Data in this exercise:

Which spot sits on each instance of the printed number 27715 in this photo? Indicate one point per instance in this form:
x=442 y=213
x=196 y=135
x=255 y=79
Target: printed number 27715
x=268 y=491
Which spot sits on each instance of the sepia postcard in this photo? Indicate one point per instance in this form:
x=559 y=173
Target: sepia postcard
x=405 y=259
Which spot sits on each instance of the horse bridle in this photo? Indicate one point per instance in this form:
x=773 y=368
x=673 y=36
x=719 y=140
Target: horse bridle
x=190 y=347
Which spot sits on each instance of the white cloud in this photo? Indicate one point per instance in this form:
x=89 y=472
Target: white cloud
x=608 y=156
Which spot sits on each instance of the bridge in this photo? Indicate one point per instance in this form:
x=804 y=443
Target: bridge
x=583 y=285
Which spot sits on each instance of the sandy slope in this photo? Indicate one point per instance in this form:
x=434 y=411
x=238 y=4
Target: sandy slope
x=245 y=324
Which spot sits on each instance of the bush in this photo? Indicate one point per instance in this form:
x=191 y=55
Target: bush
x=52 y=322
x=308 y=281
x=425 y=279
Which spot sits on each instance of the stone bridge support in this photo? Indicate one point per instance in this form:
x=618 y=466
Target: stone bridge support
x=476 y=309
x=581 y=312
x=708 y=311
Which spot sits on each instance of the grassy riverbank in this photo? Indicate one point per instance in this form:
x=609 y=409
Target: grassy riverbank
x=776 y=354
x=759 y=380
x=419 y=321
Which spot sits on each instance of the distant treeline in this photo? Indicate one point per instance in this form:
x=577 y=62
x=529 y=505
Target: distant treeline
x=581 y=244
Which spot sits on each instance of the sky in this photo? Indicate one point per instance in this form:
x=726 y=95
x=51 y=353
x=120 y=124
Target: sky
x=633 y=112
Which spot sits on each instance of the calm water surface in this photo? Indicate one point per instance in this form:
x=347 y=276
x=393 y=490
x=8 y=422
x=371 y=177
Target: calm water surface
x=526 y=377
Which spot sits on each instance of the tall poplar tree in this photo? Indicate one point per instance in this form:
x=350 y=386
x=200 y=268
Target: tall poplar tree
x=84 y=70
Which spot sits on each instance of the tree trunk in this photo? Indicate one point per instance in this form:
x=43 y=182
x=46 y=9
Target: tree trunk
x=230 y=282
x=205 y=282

Set task:
Can you rewrite all of the material above, replacing every "photo" with "image" and leaving everything else unchanged?

Exercise answer:
Which spot sits on each instance of the printed number 27715 in this image? Indicate one point per instance in this form:
x=442 y=213
x=196 y=135
x=255 y=79
Target: printed number 27715
x=268 y=491
Which spot sits on each instance of the sepia postcard in this image? Indicate one point per instance in this form:
x=559 y=173
Target: sepia postcard
x=405 y=259
Which spot sits on each instance of the horse bridle in this image? Indicate one point per instance in this form:
x=773 y=368
x=673 y=36
x=719 y=140
Target: horse bridle
x=190 y=347
Which spot sits on each instance of the white cloud in this image? Indicate one point per instance in this form:
x=89 y=472
Target: white cloud
x=608 y=156
Which spot sits on each instance of the bridge in this image? Indicate one point per instance in this form:
x=804 y=443
Target: bridge
x=583 y=285
Which spot sits on each instance of the sandy slope in this image? Indicate one point per instance in this form:
x=434 y=411
x=238 y=4
Target: sandy slope
x=245 y=324
Which spot sits on each instance of the bush in this image? Indicate one point per instance in this form:
x=191 y=55
Target: bush
x=52 y=322
x=308 y=281
x=425 y=279
Which spot sits on each instance of the stone bridge support in this image? Indicate one point per instance in this form:
x=618 y=466
Target: stone bridge support
x=476 y=309
x=581 y=312
x=708 y=311
Which spot sits on each instance of the grassy riverbank in this image? Indicate one point per instance in this form:
x=609 y=409
Target: grassy riverbank
x=776 y=354
x=759 y=380
x=419 y=321
Which spot sits on each instance of the distant treeline in this image? Indicate one point per instance in this form:
x=577 y=62
x=529 y=505
Target: distant treeline
x=581 y=244
Which spot sits on each instance of the sky in this image? Indicate one point per instance in this form:
x=726 y=95
x=51 y=353
x=120 y=124
Target: sky
x=633 y=112
Which spot sits on each instance of the calm water surface in this image? Indicate one point per instance in this form:
x=347 y=276
x=393 y=490
x=8 y=422
x=371 y=177
Target: calm water surface
x=526 y=377
Which spot sits on each instance of the tall poplar tree in this image? Indicate one point per instance in this form:
x=350 y=386
x=200 y=268
Target: tall poplar tree
x=84 y=70
Which spot sits on each instance of the tree trunk in this image? Indicate one point per instance in this form:
x=43 y=182
x=46 y=9
Target: tree trunk
x=230 y=282
x=205 y=282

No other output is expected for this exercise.